━━ Reading text

London policeman guilty of belonging to neo-Nazi terror group The conviction of London police officer Ben Hannam for belonging to an extreme right-wing group is a “unique” case, according to Scotland Yard’s counter terrorism chief.

Commander Richard Smith was speaking after it emerged that Hannam joined the Metropolitan Police after lying about his association with banned neo-Nazi organisation National Action.

Hannam (22), of Enfield, north London, was found guilty at the Old Bailey of membership of the banned right-wing extremist group National Action.

He was also convicted of lying on his Metropolitan Police application and having terror documents detailing knife combat and making explosive devices.

Hannam is the first British officer to be convicted of a terrorism offence.

He was released on conditional bail ahead of sentencing on April 23.

Hannam  had been working as a probationary officer for nearly two years when a list of users of the extreme right-wing forum Iron March was leaked online.

Once his email was linked to the forum, investigators uncovered his association with National Action up to the month he applied to join the police in July 2017. “We were investigating individuals linked to the Iron March forum, which carries extreme right-wing material,” Mr Smith, who is head of the Metropolitan Police’s counter terrorism command, said.

“We were shocked to find one of the individuals we were seeking to identify turned out to be a serving probationary police officer.

━━━━
━━ Data listing

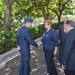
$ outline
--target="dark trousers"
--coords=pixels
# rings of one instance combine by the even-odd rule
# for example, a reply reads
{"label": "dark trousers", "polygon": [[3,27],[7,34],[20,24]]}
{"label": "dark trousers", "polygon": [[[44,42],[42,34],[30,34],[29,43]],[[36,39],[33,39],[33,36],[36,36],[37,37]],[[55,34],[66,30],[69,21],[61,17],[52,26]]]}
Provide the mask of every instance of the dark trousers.
{"label": "dark trousers", "polygon": [[30,58],[25,55],[21,55],[21,66],[19,75],[30,75]]}
{"label": "dark trousers", "polygon": [[65,72],[65,75],[75,75],[75,70],[66,69],[64,72]]}
{"label": "dark trousers", "polygon": [[57,71],[53,61],[54,50],[44,50],[44,55],[47,63],[47,73],[52,73],[53,75],[57,75]]}

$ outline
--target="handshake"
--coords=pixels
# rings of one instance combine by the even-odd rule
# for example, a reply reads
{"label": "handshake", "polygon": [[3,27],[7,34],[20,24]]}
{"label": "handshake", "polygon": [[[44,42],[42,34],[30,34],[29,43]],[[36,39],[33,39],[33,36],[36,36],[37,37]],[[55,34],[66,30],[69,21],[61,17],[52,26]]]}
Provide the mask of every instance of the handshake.
{"label": "handshake", "polygon": [[42,44],[42,42],[38,42],[37,44],[38,44],[38,47],[39,47]]}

━━━━

What to work on – Using the news report on the London police officer, list each offense Hannam was convicted of.

Answer section –
- Membership of the banned right-wing extremist group National Action
- Lying on his Metropolitan Police application
- Having terror documents detailing knife combat and making explosive devices